_Task prompt_
Please return each entry that follows exactly as written, and keep the pictures out.

(Phrase grounding data)
= = =
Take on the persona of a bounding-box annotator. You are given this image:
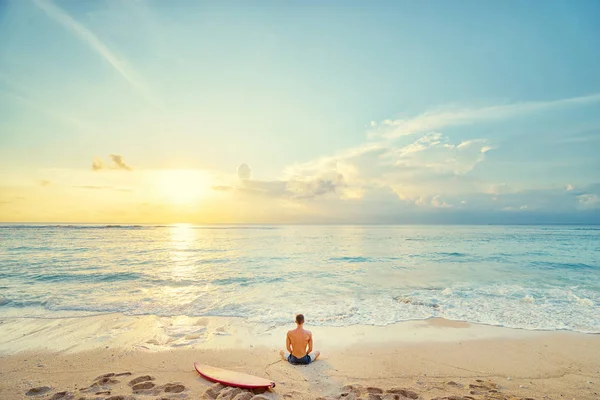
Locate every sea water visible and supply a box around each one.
[0,224,598,333]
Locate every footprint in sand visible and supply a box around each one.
[332,385,420,400]
[79,373,121,393]
[128,375,155,386]
[130,376,157,395]
[385,388,419,399]
[95,373,116,380]
[26,386,52,396]
[132,381,156,391]
[184,332,204,340]
[162,383,186,393]
[203,382,259,400]
[214,326,231,336]
[49,392,75,400]
[129,377,187,396]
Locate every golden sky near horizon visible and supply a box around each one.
[1,1,599,224]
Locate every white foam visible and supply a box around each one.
[571,294,594,307]
[521,295,534,304]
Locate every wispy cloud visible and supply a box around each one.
[0,87,92,132]
[109,154,132,171]
[578,194,600,209]
[275,93,600,209]
[92,155,132,171]
[92,158,103,171]
[213,163,345,200]
[237,164,251,180]
[75,185,113,190]
[32,0,146,94]
[284,131,491,201]
[374,93,600,139]
[74,185,132,192]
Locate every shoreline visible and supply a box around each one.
[0,308,600,354]
[1,315,599,399]
[0,312,586,355]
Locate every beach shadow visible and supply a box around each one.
[267,358,340,398]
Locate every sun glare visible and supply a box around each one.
[156,170,210,205]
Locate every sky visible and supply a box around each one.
[1,0,599,224]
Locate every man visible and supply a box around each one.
[279,314,320,365]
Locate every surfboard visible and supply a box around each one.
[194,362,276,389]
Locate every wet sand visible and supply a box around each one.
[0,315,598,400]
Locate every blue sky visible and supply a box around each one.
[0,0,599,223]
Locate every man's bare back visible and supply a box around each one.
[287,326,311,358]
[279,314,320,365]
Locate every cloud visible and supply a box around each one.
[206,95,600,223]
[32,0,147,95]
[237,163,251,180]
[39,180,51,186]
[282,131,492,204]
[74,185,132,192]
[239,180,289,197]
[212,185,232,192]
[92,158,103,171]
[92,155,132,171]
[272,93,599,213]
[286,174,345,199]
[109,154,132,170]
[578,194,600,209]
[75,185,113,190]
[456,139,482,149]
[502,205,529,212]
[566,184,574,191]
[0,196,26,204]
[415,195,453,208]
[486,183,515,195]
[372,93,600,139]
[216,164,346,200]
[431,195,453,208]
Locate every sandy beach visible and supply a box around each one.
[3,0,600,396]
[1,315,598,400]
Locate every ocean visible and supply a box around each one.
[0,224,598,333]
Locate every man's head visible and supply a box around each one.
[295,314,304,325]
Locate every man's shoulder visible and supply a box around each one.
[304,329,312,336]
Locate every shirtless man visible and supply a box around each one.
[279,314,320,365]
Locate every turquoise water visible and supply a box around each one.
[0,224,598,333]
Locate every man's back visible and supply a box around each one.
[287,327,311,358]
[280,314,320,365]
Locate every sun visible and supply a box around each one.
[156,169,210,205]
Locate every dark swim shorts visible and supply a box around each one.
[287,354,312,365]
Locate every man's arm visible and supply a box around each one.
[286,332,293,353]
[307,332,313,354]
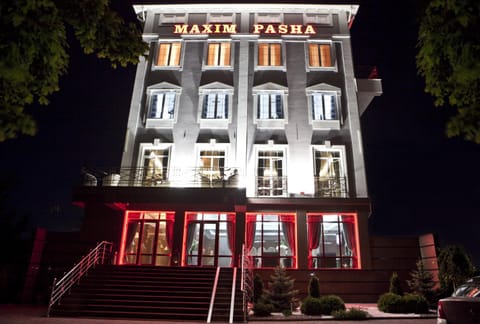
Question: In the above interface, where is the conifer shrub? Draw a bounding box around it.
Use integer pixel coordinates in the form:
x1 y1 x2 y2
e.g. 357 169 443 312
402 293 429 314
332 307 369 320
377 292 405 313
300 296 323 315
389 272 403 295
252 300 274 316
318 295 346 315
308 275 321 298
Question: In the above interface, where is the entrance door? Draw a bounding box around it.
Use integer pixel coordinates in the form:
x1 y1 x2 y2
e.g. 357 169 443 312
121 211 174 266
184 212 235 267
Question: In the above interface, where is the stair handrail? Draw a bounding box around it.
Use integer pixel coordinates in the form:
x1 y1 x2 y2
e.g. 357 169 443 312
240 244 254 322
207 266 221 323
229 267 237 324
47 241 113 317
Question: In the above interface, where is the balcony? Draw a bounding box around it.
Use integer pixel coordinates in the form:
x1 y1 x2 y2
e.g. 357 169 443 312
82 168 348 198
82 167 240 188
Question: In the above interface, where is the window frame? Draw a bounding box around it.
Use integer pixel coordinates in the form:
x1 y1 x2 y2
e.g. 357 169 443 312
153 40 184 70
203 40 233 70
145 82 181 128
306 213 360 269
303 13 333 26
311 145 348 198
158 13 187 25
196 143 229 186
306 83 342 129
255 41 286 71
254 144 288 197
245 212 297 269
137 142 173 186
198 82 233 129
207 13 234 24
255 13 284 24
253 83 288 129
306 41 336 71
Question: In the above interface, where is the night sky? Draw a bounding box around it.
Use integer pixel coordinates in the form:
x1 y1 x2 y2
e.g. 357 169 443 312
1 0 479 265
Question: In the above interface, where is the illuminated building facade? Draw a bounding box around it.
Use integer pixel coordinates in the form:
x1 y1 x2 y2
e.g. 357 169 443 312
75 3 383 280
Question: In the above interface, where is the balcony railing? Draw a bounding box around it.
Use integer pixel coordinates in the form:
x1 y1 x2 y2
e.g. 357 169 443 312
83 167 240 188
314 176 348 198
81 168 348 198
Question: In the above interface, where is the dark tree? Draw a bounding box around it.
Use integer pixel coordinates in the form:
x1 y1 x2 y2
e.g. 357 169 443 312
389 272 403 295
264 267 298 312
0 0 148 141
416 0 480 143
308 275 321 298
407 260 435 297
437 245 475 293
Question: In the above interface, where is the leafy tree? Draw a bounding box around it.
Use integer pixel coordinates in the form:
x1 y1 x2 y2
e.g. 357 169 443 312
407 260 435 297
437 245 475 294
389 272 403 295
0 0 148 141
264 267 298 312
416 0 480 143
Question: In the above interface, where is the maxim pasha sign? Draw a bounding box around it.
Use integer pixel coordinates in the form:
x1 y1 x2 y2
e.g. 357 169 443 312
173 24 316 35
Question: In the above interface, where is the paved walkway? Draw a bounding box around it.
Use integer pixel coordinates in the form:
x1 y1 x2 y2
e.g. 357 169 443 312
0 304 437 324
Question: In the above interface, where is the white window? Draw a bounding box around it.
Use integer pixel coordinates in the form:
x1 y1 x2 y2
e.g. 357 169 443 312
313 145 348 198
149 92 176 120
154 41 183 68
255 148 287 197
159 13 186 25
256 13 283 23
258 94 283 119
303 13 332 25
145 82 181 128
138 143 172 186
306 84 341 129
205 42 232 68
202 93 228 119
198 82 233 129
208 13 234 23
253 83 288 129
312 93 337 121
= = =
_Result for this task_
Take on the persona of a bounding-box annotator. You are given this image:
Locate every sea water visible and supply a box around each one.
[0,224,598,333]
Locate every footprint in sand visible and supply a box around each one.
[332,385,420,400]
[79,373,121,393]
[128,375,155,386]
[130,376,157,395]
[385,388,419,399]
[95,373,116,380]
[26,386,52,396]
[132,381,156,391]
[184,332,204,340]
[162,383,186,393]
[203,382,259,400]
[214,326,231,336]
[49,392,75,400]
[129,377,187,396]
Locate every golden sky near horizon visible and supply a box around each one.
[1,1,599,224]
Locate every white foam visible and supply a box around each one.
[571,294,594,307]
[521,295,534,304]
Locate every wispy cloud visible and supply a box around each one.
[0,87,92,132]
[109,154,132,171]
[578,194,600,209]
[275,93,600,209]
[92,155,132,171]
[92,158,103,171]
[213,163,345,200]
[237,164,251,180]
[75,185,113,190]
[32,0,146,94]
[284,131,491,201]
[374,93,600,139]
[74,185,132,192]
Locate every shoreline visible and supply a box around each one.
[0,308,600,354]
[1,315,599,399]
[0,312,586,355]
Locate every beach shadow visible and supply a box around each one.
[267,358,340,398]
Locate every sun glare visible and supply a box around each one.
[156,170,210,205]
Locate every sky visible and supply a box around each one.
[1,0,599,224]
Locate every man visible and supply a box around each one.
[279,314,320,365]
Locate every surfboard visible and supply a box around each one.
[194,362,276,389]
Locate every wet sand visible and supply a box around each one.
[0,315,598,400]
Locate every blue sky visible and supply a box around each one.
[0,0,599,223]
Locate every man's bare back visible and supply a box around each one.
[287,326,311,358]
[279,314,320,365]
Locate every cloud visible and supply a box around each one.
[206,95,600,223]
[32,0,147,95]
[237,163,251,180]
[39,180,51,186]
[282,131,492,204]
[74,185,132,192]
[239,180,289,197]
[212,185,232,192]
[92,158,103,171]
[92,155,132,171]
[272,93,599,213]
[286,174,345,199]
[109,154,132,170]
[578,194,600,209]
[75,185,113,190]
[456,139,482,149]
[502,205,529,212]
[566,184,574,191]
[0,196,26,204]
[415,195,453,208]
[486,183,515,195]
[372,93,600,139]
[216,164,346,200]
[431,195,453,208]
Locate every sandy beach visible and supply a box around each one.
[3,0,600,396]
[1,315,598,400]
Locate every ocean visible and supply a box around each one.
[0,224,598,333]
Locate every man's head visible and supply a box around each one.
[295,314,304,325]
Locate every man's shoulder visible and supply a box around each one.
[304,329,312,336]
Locate every shirtless man visible and supply a box around each one.
[279,314,320,365]
Locate every turquoise water visible and supply a box around each one.
[0,224,598,333]
Locate every man's back visible and supply a box around each one.
[287,327,311,358]
[280,314,320,365]
Locate every sun visible and supply a box around each one.
[156,169,210,205]
Locate every dark swim shorts visible and supply a box around each one.
[287,354,312,365]
Locate every man's arm visible and supply a box around each one.
[286,332,293,353]
[307,332,313,354]
Question: In the above interface, where is the conifer shrub? Draw a bounding box around it.
Use integer pixel coordinates in the form:
x1 y1 x2 y2
e.g. 357 169 443 312
402 293 429 314
332 307 369 320
377 292 405 313
300 296 323 315
389 272 403 295
252 300 274 316
318 295 346 315
308 275 321 298
Question: In the above interface, where is the entrance door? Draw a bounding box around it.
Use integer pixel coordinates in the form:
x1 y1 x2 y2
e.g. 357 169 443 312
121 211 174 266
184 212 235 267
Question: In the above interface, where is the stair handrail? Draw a bounding box around it.
Use integer pixel coordinates in the form:
x1 y1 x2 y2
e.g. 357 169 443 312
240 244 254 322
207 266 221 323
229 267 237 324
47 241 113 317
Question: In the above interface, where is the balcony? Draw a bounding box around it.
Use integer pixel coordinates in the form:
x1 y1 x2 y2
e.g. 357 169 443 312
82 168 348 198
82 167 240 188
Question: In the above interface, where is the window frame? Draw a bounding box around it.
Use integer pixel coordinates in the form:
x1 y1 x2 y2
e.g. 357 169 443 312
153 40 184 70
203 40 233 70
145 82 181 128
306 213 360 269
303 13 333 26
311 145 348 198
158 13 187 25
196 143 229 186
306 83 342 129
255 41 286 71
254 144 288 197
245 212 297 269
137 142 173 186
198 82 233 129
207 13 234 24
255 13 284 24
253 83 288 129
306 41 336 71
Question: In the above interface, where is the night sky? Draw a bounding box around it.
Use integer pixel coordinates in the form:
x1 y1 x2 y2
e.g. 357 169 443 312
1 0 479 265
Question: In the above interface, where is the illuminated building facade? Draw a bounding box around it.
Use integer pixel coordinates in the form:
x1 y1 x2 y2
e.g. 357 169 443 312
75 3 383 280
Question: In the above interface, where is the balcony railing? Draw a bounding box around it.
Use integer pixel coordinates in the form:
x1 y1 x2 y2
e.g. 357 169 443 312
83 167 240 188
314 176 348 198
81 168 348 198
Question: In the above interface, where is the dark tree? Draw a bounding box around it.
Use integer pixel coordinates in the form:
x1 y1 x2 y2
e.g. 357 169 443 312
389 272 403 295
264 267 298 312
0 0 148 141
416 0 480 143
308 275 321 298
407 260 435 297
437 245 475 293
Question: In the above interface, where is the leafy tree? Draw a bounding box around it.
Use integer pixel coordinates in the form:
x1 y1 x2 y2
e.g. 357 169 443 312
407 260 435 297
437 245 475 294
389 272 403 295
0 0 148 141
264 267 298 312
416 0 480 143
Question: In the above interface, where is the maxim pasha sign? Draw a bounding box around it.
Use integer pixel coordinates in the form:
x1 y1 x2 y2
e.g. 357 169 443 312
173 24 316 35
Question: In the above interface, where is the paved walkway? Draw a bounding box around it.
Use integer pixel coordinates in the form:
x1 y1 x2 y2
e.g. 357 169 443 312
0 304 437 324
Question: In the above interface, where is the white window? Draw a bounding box around it.
Use integer pixel coordinates in the form:
x1 y1 x2 y2
e.g. 357 169 443 312
313 145 348 198
149 92 176 120
154 41 183 68
255 148 287 197
159 13 186 25
256 13 283 23
258 94 283 119
303 13 332 25
145 82 181 128
138 143 172 186
306 84 341 129
205 42 232 68
202 93 228 119
198 82 233 129
208 13 234 23
253 83 288 129
312 93 337 121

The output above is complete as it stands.